** QUOTED TEXT **

━━━━━━━━━━━━━━━━

This week, U.N. inspectors are investigating claims of chemical weapons used in Syria, according international media. The international community is waiting to hear what they find.

Meanwhile, White House officials already have pinned the attack on the Syrian government citing “undeniable” proof.

The suspected attack crosses the “red line” of deterrent President Barack Obama drew last year. The White House is considering all options, from a naval assault to putting boots on the ground.

On Tuesday, Vice President Joe Biden made a lofty claim during a speech in Texas: “There is no doubt who is responsible for this heinous use of chemical weapons: the Syrian regime.”

We, on the other hand, are not so sure.

Offering little proof, the White House has assured Americans they have “undeniable” evidence that Syrian President Bashar al-Assad used chemical weapons. If so, we would like to see it.

A decade ago, we heard a different president offer similar claims against Iraq. They were false; the result was more than 6,500 dead U.S. service members.

In 2003, the majority of students were in elementary school. For most of us, the men and women fighting and dying were distant heros.

This time, the coffins would be filled by our peers. The dead would include our friends, classmates and siblings.

As the president deliberates on what actions to take and calls on leaders of other western nations, reports indicate four U.S. naval destroyers have repositioned near Syria and are awaiting further orders, according to the Wall Street Journal. They carry the same style of missile used in the Libya intervention in 2011.

It is not clear whether a military intervention would include boots on the ground. But since the President has not ruled it out, we can only assume it still is an option.

It is necessary to urge the president — the liberal law professor who first ran on a platform of ending open-ended wars in the Middle East — not to repeat the same mistake as his predecessor.

If the United States uses military force against Syria, it must rest on international support and concrete facts. Our generation cannot accept assumption, speculation or innuendo as reasons to die overseas.

Obama is not alone. The U.K. and France also are pushing for action and aligning their forces.

That is not enough. If Obama decides to take action, it should only be with the support and shared sacrifice of the majority of the Western world.

Although we understand the gravity of the situation in Syria, the president needs to more clearly define and support his reasons for intervention, if it indeed comes to that.

Decades after the Vietnam War ended, former Secretary of Defense Robert McNamara revised his stance.

“If we cannot persuade other nations with similar interests and similar values of the merits of the proposed use of that power, we should not proceed unilaterally except in the unlikely requirement to defend directly the continental U.S., Alaska and Hawaii,” he said in the 2003 documentary “The Fog of War.”

Similar to McNamara, the U.S. must learn from its mistakes.

━━━━━━━━━━━━━━━━

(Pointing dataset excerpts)
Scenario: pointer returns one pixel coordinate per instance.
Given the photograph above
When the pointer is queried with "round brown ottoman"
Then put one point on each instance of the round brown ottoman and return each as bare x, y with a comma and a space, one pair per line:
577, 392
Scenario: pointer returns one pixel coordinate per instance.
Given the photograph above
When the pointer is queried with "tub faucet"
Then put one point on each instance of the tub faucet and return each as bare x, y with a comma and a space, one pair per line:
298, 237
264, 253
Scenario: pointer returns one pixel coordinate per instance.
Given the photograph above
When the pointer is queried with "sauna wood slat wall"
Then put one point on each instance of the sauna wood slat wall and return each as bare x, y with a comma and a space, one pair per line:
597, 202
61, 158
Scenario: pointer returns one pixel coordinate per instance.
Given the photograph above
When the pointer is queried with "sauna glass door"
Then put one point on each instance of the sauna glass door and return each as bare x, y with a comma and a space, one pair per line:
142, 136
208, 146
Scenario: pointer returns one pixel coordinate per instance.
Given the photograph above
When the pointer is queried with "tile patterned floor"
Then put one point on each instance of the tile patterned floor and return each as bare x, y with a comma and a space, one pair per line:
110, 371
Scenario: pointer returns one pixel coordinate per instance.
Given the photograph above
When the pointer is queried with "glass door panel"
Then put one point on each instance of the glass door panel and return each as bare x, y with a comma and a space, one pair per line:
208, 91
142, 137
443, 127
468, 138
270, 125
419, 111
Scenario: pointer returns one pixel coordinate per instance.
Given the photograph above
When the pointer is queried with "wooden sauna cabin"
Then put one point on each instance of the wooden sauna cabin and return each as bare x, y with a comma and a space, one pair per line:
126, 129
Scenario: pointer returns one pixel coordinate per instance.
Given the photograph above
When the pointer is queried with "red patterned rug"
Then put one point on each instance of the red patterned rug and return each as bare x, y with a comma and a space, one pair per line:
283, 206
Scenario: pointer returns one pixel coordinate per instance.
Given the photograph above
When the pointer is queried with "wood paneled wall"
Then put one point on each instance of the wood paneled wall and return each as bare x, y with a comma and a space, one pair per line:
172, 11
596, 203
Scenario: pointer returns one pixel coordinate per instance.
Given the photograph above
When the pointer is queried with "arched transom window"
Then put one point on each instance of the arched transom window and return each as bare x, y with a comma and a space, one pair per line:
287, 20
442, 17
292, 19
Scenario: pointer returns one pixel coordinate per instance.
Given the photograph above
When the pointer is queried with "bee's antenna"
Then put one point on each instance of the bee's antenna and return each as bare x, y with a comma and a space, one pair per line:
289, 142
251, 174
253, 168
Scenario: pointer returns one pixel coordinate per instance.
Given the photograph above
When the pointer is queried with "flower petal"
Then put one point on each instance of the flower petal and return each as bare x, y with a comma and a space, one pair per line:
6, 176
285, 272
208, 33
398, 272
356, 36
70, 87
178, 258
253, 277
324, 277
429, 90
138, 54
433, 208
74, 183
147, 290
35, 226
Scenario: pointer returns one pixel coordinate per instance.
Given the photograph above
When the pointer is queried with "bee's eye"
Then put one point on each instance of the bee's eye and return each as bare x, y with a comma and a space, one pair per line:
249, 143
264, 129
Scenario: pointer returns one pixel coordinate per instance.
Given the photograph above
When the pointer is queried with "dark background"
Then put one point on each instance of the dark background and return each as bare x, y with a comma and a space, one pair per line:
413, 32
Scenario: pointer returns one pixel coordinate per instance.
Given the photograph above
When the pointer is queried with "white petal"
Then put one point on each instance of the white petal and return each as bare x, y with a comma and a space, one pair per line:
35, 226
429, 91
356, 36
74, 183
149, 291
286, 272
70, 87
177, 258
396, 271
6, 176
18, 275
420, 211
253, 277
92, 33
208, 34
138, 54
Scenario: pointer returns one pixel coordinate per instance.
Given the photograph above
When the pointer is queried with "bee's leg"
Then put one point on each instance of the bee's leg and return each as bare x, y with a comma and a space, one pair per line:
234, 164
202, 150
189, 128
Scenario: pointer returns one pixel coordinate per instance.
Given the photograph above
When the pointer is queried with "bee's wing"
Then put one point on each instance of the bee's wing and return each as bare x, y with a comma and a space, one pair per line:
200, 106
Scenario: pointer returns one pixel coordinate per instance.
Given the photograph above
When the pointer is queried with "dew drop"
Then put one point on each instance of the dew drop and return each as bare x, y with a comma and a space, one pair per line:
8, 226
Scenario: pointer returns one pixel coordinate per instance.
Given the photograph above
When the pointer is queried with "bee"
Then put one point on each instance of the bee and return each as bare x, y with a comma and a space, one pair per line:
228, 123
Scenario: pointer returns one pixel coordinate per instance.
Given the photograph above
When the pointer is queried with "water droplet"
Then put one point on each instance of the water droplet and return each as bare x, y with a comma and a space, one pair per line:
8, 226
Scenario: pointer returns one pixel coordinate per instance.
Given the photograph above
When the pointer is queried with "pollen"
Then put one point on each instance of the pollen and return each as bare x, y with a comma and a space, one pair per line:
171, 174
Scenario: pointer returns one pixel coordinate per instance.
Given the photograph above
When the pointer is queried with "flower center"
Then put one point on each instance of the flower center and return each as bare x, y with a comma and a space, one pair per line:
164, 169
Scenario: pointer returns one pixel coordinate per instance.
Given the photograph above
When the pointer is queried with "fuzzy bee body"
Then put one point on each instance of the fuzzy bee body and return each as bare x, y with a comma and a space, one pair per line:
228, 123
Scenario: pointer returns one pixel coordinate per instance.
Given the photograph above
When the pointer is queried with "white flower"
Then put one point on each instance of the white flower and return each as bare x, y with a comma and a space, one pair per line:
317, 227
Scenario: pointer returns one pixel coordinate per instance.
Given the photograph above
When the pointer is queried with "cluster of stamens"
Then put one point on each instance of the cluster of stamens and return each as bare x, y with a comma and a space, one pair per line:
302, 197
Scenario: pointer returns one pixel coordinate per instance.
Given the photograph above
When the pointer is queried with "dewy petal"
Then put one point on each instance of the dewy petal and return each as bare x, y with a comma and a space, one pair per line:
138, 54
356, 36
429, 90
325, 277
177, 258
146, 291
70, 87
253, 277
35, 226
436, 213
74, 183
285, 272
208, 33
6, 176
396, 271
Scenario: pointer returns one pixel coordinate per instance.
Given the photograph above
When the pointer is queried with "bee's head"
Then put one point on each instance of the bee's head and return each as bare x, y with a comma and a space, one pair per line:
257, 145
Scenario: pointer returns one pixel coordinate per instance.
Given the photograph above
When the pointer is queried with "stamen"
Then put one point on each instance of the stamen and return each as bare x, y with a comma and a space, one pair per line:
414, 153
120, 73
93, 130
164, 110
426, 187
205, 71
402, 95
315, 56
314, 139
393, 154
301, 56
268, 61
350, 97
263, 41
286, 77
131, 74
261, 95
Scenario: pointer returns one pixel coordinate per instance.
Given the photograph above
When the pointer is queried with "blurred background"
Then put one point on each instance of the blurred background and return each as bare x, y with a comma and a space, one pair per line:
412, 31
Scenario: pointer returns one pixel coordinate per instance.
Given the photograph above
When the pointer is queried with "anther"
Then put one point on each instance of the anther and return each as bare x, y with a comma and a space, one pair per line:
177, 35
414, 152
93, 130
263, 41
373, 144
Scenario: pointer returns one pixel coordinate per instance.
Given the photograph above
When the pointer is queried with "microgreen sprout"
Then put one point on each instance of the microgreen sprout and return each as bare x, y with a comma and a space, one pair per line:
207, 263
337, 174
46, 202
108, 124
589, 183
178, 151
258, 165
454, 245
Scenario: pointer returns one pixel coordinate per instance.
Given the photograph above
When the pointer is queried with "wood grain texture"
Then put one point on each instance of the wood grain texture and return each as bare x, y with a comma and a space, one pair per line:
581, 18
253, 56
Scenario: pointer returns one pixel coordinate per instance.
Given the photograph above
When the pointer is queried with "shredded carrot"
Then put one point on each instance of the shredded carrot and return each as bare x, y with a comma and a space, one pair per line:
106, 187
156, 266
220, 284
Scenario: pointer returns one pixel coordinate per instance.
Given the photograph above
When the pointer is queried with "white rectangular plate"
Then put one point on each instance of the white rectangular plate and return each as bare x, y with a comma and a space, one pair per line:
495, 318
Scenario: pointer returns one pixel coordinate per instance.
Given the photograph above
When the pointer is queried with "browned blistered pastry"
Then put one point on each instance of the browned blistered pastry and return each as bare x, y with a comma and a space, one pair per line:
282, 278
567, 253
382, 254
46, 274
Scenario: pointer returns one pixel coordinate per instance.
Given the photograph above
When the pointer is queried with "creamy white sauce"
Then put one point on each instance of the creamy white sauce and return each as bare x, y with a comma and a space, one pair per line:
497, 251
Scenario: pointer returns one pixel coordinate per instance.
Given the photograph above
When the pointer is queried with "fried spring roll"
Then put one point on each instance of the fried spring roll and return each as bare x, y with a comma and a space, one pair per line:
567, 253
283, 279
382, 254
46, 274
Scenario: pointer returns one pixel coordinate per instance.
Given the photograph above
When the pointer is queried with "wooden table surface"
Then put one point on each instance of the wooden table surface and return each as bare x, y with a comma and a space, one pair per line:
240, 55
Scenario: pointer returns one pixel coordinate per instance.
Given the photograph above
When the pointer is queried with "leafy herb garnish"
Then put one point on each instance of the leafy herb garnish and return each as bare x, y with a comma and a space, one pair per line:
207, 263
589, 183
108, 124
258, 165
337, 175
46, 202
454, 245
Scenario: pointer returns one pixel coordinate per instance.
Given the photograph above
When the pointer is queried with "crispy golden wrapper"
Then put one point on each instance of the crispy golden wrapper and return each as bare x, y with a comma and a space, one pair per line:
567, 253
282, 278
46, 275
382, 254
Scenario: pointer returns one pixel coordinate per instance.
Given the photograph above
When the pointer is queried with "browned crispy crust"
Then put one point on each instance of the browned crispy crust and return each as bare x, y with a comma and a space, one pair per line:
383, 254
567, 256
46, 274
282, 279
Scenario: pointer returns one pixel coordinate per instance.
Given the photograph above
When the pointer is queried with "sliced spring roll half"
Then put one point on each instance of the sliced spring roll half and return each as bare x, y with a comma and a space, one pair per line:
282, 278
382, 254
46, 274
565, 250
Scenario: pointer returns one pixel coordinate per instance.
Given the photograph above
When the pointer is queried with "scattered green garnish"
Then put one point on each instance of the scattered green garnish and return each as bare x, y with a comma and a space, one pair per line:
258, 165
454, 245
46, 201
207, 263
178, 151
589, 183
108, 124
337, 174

━━━━━━━━━━━━━━━━

** EXERCISE AIM **
Please name the state where, according to the editorial on Syria, Vice President Joe Biden gave his speech.

** WRITTEN REPLY **
Texas